Your goal:
Line for line, return the data exactly, omitting all pictures.

Exercise input:
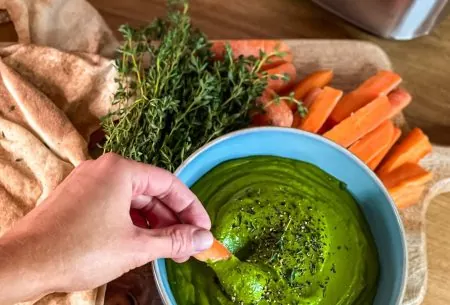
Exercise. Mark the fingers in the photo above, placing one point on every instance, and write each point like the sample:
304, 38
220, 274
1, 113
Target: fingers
177, 242
157, 213
138, 219
155, 182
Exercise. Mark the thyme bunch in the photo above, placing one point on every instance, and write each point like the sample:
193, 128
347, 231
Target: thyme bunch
172, 96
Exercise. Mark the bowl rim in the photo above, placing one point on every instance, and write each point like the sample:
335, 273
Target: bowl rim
366, 169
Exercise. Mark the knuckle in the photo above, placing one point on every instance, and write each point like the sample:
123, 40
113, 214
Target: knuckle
110, 158
181, 242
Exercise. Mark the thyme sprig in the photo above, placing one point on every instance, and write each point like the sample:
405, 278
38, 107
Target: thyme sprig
172, 96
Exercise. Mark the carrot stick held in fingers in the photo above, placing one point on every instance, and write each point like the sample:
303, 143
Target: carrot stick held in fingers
217, 252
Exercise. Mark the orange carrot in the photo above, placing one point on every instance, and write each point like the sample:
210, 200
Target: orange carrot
378, 85
414, 147
276, 113
217, 252
253, 47
405, 195
380, 156
308, 100
369, 146
406, 183
320, 109
317, 79
408, 173
399, 99
360, 123
284, 70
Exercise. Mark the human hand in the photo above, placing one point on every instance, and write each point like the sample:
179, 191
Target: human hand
82, 236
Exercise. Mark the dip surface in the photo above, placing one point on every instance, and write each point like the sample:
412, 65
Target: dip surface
297, 232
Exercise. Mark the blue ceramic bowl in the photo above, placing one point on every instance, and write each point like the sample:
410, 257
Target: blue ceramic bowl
378, 208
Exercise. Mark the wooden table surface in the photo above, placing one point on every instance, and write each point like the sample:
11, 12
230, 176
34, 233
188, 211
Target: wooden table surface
424, 64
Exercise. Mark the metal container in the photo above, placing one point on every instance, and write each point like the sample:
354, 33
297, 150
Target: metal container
395, 19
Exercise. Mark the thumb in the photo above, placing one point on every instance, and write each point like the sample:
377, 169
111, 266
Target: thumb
174, 241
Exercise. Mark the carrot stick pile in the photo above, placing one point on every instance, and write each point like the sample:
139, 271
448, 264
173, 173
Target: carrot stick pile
359, 120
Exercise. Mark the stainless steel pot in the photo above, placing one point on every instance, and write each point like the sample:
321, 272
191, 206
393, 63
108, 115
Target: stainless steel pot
395, 19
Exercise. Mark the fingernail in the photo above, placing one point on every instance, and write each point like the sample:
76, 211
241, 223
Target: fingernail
202, 239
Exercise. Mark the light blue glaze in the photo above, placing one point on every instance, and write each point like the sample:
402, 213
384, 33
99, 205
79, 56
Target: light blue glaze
378, 208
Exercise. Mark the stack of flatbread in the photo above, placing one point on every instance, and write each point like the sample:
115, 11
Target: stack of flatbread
55, 84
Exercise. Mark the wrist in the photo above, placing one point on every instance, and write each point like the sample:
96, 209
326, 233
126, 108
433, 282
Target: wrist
24, 273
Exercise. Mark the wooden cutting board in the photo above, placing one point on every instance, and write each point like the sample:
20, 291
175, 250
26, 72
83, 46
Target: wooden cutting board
352, 62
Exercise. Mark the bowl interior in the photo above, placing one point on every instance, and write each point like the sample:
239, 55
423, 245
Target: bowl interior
375, 203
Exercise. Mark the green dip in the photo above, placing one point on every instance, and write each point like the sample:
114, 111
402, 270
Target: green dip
297, 235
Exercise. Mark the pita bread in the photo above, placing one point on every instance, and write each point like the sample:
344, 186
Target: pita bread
54, 87
53, 23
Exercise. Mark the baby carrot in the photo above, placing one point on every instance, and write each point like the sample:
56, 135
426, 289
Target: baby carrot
399, 99
274, 112
378, 85
406, 184
308, 100
414, 147
380, 156
360, 123
369, 146
320, 109
217, 252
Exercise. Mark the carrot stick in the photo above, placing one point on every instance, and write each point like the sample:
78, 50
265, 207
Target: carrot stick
408, 173
399, 99
380, 156
414, 147
360, 123
217, 252
405, 196
284, 70
406, 183
378, 85
276, 113
253, 48
320, 109
317, 79
297, 120
308, 100
369, 146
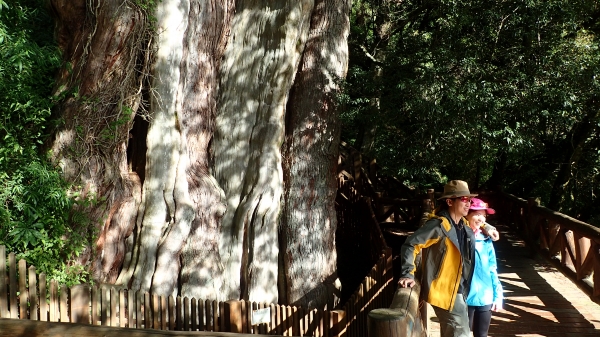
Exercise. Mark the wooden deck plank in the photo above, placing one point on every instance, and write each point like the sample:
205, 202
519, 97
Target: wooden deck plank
28, 328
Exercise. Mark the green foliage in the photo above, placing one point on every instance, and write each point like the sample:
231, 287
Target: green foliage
35, 209
489, 92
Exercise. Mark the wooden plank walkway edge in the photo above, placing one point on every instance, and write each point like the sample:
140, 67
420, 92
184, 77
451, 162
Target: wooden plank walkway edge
28, 328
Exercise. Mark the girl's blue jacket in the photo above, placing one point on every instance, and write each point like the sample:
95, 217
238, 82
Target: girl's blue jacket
485, 285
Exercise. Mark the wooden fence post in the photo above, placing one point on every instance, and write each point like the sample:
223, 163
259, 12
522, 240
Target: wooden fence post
23, 294
80, 304
33, 298
3, 290
400, 319
233, 316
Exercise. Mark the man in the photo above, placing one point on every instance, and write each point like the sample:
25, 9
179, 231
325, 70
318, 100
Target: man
447, 264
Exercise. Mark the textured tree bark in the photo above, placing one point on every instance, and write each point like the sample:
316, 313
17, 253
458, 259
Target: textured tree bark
267, 39
191, 205
308, 221
207, 35
100, 82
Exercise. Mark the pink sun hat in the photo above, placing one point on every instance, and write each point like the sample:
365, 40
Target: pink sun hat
480, 205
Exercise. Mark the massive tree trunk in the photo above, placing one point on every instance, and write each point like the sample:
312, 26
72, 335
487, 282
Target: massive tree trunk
266, 42
310, 161
100, 82
182, 152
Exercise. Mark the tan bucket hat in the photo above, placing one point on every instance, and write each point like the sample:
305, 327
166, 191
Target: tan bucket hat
455, 189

Task answer:
Exercise. Mark the fingers in the photo above, placing one point on every instance, and write each point like the sample:
304, 38
220, 274
1, 113
Target: fingers
177, 242
157, 213
138, 219
155, 182
Exercise. Mark the thyme bunch in the photo above, placing one point on every instance, and write each point like the sample:
193, 128
347, 231
Target: thyme bunch
172, 96
Exercise. Mark the bowl rim in the photo above, placing one point on every instance, and write each point like the sample:
335, 273
Target: bowl rim
366, 169
Exercise. Mark the knuckle in the photo above, placing one point on every instance, and write each point like the sample:
123, 40
113, 214
Target: knuckle
110, 158
181, 242
Exercise. Mark the thyme sprig in the photo above, placing one point on every instance, and write each point like the sample:
405, 278
38, 107
Target: thyme sprig
172, 96
Exercise. Mark the carrot stick held in fingers in the photo above, placing one point on every instance, and write each point like the sample:
303, 143
Target: carrot stick held in fingers
217, 252
Exercise. Mark the orange carrot in the photo above, placing one point on every instance, and write each point like the sample:
210, 200
Target: orange carrot
378, 85
414, 147
276, 113
217, 252
253, 47
405, 195
380, 156
308, 100
369, 146
406, 183
320, 109
317, 79
408, 173
399, 99
360, 123
284, 70
Exercise. Mark the human hand in the photo above, placing one point on every instance, and write each point like the sample:
179, 191
Target: human hand
82, 236
Exercise. Mark the dip surface in the photo above, placing one point on every instance, and write each point like the sample:
412, 65
Target: dip surface
297, 232
Exercise. Mark the blue ceramic bowl in the photo above, placing one point on every instance, and write each point like the sample:
410, 257
Target: blue ceramic bowl
378, 208
Exercise. Mark the wooden table surface in the photo above, placing one point on every instance, and write each point like the sample:
11, 12
230, 176
34, 233
188, 211
Target: wooden table surface
424, 64
Exercise. Mark the metal container in the photo above, placing one point on every instance, and write each point like the sample:
354, 33
297, 150
Target: metal container
395, 19
Exercise. Mark the thumb in the photo above, placing one point on every instance, and write each point like the sample:
377, 169
111, 266
Target: thumb
174, 241
Exercise. Mark the carrot stick pile in the photo above, placing one point on every instance, and write each point like the sample:
139, 271
448, 264
173, 173
Target: carrot stick pile
359, 120
Exercise. Mark the stainless steel pot in the photo above, placing one point on every instance, and write each point like the sample:
321, 272
191, 206
393, 63
108, 115
Target: stainless steel pot
395, 19
Exercise. Mark the fingernail in the photo above, placing one point on every instance, and write each point like the sample:
76, 211
241, 223
Target: fingernail
202, 239
Exercise. Mark the light blue glaze in the photo above, placing one point on every instance, and write each point like the sample:
402, 213
384, 33
99, 205
79, 56
Target: light blue glaze
378, 208
Exercise. Mark the stack of flatbread in the photo above, placing one point on every instance, and write each point like the sample:
115, 11
Target: stack of flatbread
55, 84
Exercise. Mark the wrist in the photo above, placing one point on every instance, and write each point like the sample:
96, 209
326, 233
126, 108
433, 282
Target: wrist
24, 273
Exercise. Mark the wooden cutting board in the photo above, placing one point on every instance, and write each point like the sample:
20, 291
175, 250
26, 72
83, 46
Target: wooden cutting board
352, 62
Exercise. Mark the bowl interior in the photo above, placing one point on every instance, and write each point like the sample:
239, 55
423, 245
Target: bowl interior
375, 203
Exercise. Mark the green dip in the photo above, placing one point on every instance, and write each point like the sample:
114, 111
402, 270
Target: green dip
297, 235
Exercise. Mark the pita bread in the photo above, placing one point on every instance, and write each point like the sample:
344, 186
Target: pita bread
54, 87
53, 23
Exercise. Mark the baby carrot in the photo above, placing one point on every instance, and write each point like the sample:
56, 135
426, 289
Target: baby carrot
399, 99
274, 112
378, 85
406, 184
308, 100
414, 147
380, 156
360, 123
369, 146
320, 109
217, 252
Exercise. Mark the carrot stick in the photo above, placing one point on every instance, and write each point like the sample:
78, 50
265, 207
Target: carrot stick
408, 173
399, 99
380, 156
414, 147
360, 123
217, 252
405, 196
284, 70
406, 183
378, 85
276, 113
253, 48
320, 109
317, 79
297, 120
308, 100
369, 146
Exercise. Mark the wooden deck plank in the photo above, placing one point on every instance, and write each point like the sample:
205, 202
519, 97
Target: wooden deck plank
28, 328
Exercise. Mark the green foliage in the photo above, placing one point on every instance, and write each point like the sample:
231, 287
Target: green foliage
35, 209
489, 92
Exercise. Mark the wooden plank walkway edge in the photo above, placing one point on every instance, and write each point like the sample:
140, 67
420, 92
184, 77
451, 162
Target: wooden plank walkway edge
28, 328
Exercise. Mark the girl's blue jacket in the photo above, placing one point on every instance, and write each point like the sample:
95, 217
238, 82
Target: girl's blue jacket
485, 285
Exercise. Mark the wooden fence post in the photo above, placing one point on every instance, and write each point like the sample:
223, 163
259, 12
522, 240
Target: wooden fence post
23, 294
80, 304
33, 298
3, 290
400, 319
233, 316
Exercise. Mark the man in the photo above, placing one point on every instance, and write each point like the sample:
25, 9
179, 231
325, 70
318, 100
Target: man
447, 264
Exercise. Mark the textured tree bark in the photo above, placing one point on every instance, and write each point like the sample:
316, 313
17, 253
458, 259
Target: textured tree bark
267, 39
191, 205
308, 221
207, 35
100, 82
Exercise. Mark the pink sun hat in the photo above, placing one point on every instance, and write each point like the sample:
365, 40
Target: pink sun hat
480, 205
Exercise. Mark the massive tree trunk in the photo above, placing one point on every instance, and write each point like the sample:
312, 26
72, 335
487, 282
Target: massive tree trunk
266, 42
310, 161
100, 82
182, 152
Exercise. Mark the tan bucket hat in the photo above, placing one point on every instance, and write each point like the sample:
305, 327
166, 191
Target: tan bucket hat
455, 189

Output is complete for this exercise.